* GIVEN REQUEST
Reproduce each of the following lines word for word.

* EXERCISE INPUTS
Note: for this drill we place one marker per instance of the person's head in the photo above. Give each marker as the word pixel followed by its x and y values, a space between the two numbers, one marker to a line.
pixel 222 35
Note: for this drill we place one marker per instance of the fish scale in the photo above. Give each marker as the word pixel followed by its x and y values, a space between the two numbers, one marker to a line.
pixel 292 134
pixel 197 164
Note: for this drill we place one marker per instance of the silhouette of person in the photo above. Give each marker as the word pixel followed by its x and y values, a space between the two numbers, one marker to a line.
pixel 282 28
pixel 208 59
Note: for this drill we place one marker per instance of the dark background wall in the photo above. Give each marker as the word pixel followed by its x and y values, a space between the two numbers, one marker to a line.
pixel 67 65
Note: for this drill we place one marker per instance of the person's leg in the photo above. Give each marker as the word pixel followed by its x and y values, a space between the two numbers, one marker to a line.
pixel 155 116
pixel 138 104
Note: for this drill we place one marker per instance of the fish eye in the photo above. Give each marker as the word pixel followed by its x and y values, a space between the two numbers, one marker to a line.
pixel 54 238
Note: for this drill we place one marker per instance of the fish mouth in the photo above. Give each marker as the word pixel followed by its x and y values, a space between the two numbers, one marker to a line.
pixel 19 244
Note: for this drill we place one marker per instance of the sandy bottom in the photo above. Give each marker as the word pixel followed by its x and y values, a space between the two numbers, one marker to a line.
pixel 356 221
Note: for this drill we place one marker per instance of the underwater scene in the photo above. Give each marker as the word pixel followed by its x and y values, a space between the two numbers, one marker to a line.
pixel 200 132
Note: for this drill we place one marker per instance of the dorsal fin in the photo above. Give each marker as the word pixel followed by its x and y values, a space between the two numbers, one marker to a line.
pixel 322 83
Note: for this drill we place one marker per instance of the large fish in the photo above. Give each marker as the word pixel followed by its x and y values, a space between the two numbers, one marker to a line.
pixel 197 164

* TASK SOLUTION
Note: for this drill we place one marker per instance of the person's head in the photo above. Give each marker as the word pixel followed by its x and y values, a space between the two numbers, one marker to a line.
pixel 222 35
Note: for this drill we place one marker per instance of the fish scale in the photo above. Give each marker as the word pixel followed by its x and y values, a space between the two numbers, one marker to a line.
pixel 292 134
pixel 197 164
Note: for this drill we place one marker per instance of the silhouette of person in the photo above. Give each marker as the word pixel followed by its x and y values, a space between the two numbers, one marker to a line.
pixel 282 28
pixel 208 59
Note: for this drill we place one marker per instance of the dark background wall in the photo above. Give each marker as the word pixel followed by its x and y values, a space between the two numbers, one marker to a line.
pixel 67 65
Note: for this drill we place one marker per instance of the person's leg in the photo above. Give each marker as the word pixel followed by its x and y values, a space between the two numbers, one marker to a line.
pixel 155 116
pixel 138 104
Note: for this drill we place one marker per instance of the fish eye in the photo above. Give each marker as the word pixel followed by its x and y values, a space between the two numbers, one marker to a line.
pixel 54 238
Note: for this drill we place one marker per instance of the fish mouth in the photo above. Give each marker as the word pixel followed by its x and y values, a space between the two numbers, one marker to a line.
pixel 19 244
Note: for this drill we place one marker per instance of the sandy bottom in the photo above. Give each marker as the word pixel followed by its x and y values, a space between the two numbers, one marker to a line.
pixel 356 221
Note: for this drill we place one marker per instance of the underwater scene in the photo above. Give each marker as the word pixel followed by its x and y values, a space between the two numbers, one marker to a line.
pixel 200 132
Note: for this drill we place one marker per instance of the dorsal fin in the photo above. Give each marker as the word pixel followed by its x and y values, a space between the two numbers, one marker to a line.
pixel 322 83
Note: for this drill we place one marker per instance of the large fish in the photo above. Give each marker as the word pixel followed by its x and y values, a space between the two numbers, one marker to a line.
pixel 197 164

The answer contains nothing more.